(Aim) Return the full listing below, reproducing every line without a single change.

Dataset records on object locations
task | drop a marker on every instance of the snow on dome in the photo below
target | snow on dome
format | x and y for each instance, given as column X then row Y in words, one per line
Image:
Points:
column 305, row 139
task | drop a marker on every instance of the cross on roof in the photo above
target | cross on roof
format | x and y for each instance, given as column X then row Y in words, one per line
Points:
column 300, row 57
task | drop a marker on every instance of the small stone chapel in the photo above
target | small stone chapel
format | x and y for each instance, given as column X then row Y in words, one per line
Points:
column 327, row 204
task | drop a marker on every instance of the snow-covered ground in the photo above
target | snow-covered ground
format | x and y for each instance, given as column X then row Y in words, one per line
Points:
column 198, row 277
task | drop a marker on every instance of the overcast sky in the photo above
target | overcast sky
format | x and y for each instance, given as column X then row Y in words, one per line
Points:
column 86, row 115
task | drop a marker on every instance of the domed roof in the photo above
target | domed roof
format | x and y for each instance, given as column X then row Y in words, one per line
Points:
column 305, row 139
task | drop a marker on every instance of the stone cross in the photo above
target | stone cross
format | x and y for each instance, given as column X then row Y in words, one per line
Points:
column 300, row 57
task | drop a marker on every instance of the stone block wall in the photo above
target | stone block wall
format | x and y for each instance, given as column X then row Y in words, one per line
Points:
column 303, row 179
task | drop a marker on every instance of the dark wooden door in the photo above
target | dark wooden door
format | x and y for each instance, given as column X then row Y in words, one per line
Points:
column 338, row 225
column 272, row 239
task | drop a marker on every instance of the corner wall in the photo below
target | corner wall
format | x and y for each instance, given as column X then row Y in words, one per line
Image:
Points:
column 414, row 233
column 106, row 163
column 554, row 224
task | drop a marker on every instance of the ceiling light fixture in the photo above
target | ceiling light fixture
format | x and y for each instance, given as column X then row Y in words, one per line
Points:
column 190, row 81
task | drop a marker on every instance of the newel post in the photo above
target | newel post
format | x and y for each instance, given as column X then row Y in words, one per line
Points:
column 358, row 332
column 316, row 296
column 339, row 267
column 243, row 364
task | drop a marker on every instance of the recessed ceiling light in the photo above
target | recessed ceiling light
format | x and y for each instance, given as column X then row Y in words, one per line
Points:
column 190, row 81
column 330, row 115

(Task solution)
task | drop a marker on every instance of the snow on dome in the photo below
target | snow on dome
format | x and y for each instance, given as column X then row Y in words, one per line
Image:
Points:
column 305, row 139
task | drop a marker on every instance of the cross on roof in the photo above
target | cross on roof
format | x and y for each instance, given as column X then row Y in words, one per line
Points:
column 300, row 57
task | drop a marker on every instance of the small stone chapel in the photo above
target | small stone chapel
format | x and y for each instance, given as column X then row Y in words, one per line
Points:
column 327, row 204
task | drop a marker on every instance of the snow-covered ground in the photo above
target | snow-covered ground
format | x and y for each instance, given as column X then row Y in words, one per line
Points:
column 198, row 277
task | drop a marker on every instance of the overcast sky in the photo above
target | overcast sky
format | x and y for each instance, given as column X then row Y in words, one per line
Points:
column 86, row 115
task | drop a marker on every instance of the domed roof in the photo above
target | domed roof
format | x and y for each instance, given as column X then row Y in words, one per line
Points:
column 305, row 139
task | drop a marker on every instance of the stone cross in the photo above
target | stone cross
format | x and y for each instance, given as column X then row Y in words, one per line
Points:
column 300, row 57
task | drop a marker on every instance of the stone block wall in the photo above
target | stone block wall
format | x and y for each instance, given as column X then row Y in words, one per line
Points:
column 303, row 179
task | drop a marker on every instance of the dark wooden door in the photo above
target | dark wooden door
format | x and y for each instance, given as column X then row Y in words, one per line
Points:
column 338, row 225
column 272, row 239
task | drop a marker on every instance of the corner wall in the photo below
target | corner wall
format | x and y for each instance, given as column X then row Y in words, one per line
Image:
Points:
column 414, row 233
column 106, row 163
column 554, row 224
task | drop a marker on every instance of the ceiling light fixture in the photo above
target | ceiling light fixture
format | x and y for each instance, given as column X then row Y in words, one per line
Points:
column 190, row 81
task | drop a marker on every instance of the newel post in the photo above
target | newel post
format | x and y for each instance, given as column X then row Y in words, one per line
Points:
column 358, row 332
column 316, row 296
column 339, row 267
column 243, row 364
task | drop a marker on every instance of the recessed ceiling light in the photo above
target | recessed ceiling light
format | x and y for each instance, given as column X then row Y in words, one per line
Points:
column 190, row 81
column 330, row 115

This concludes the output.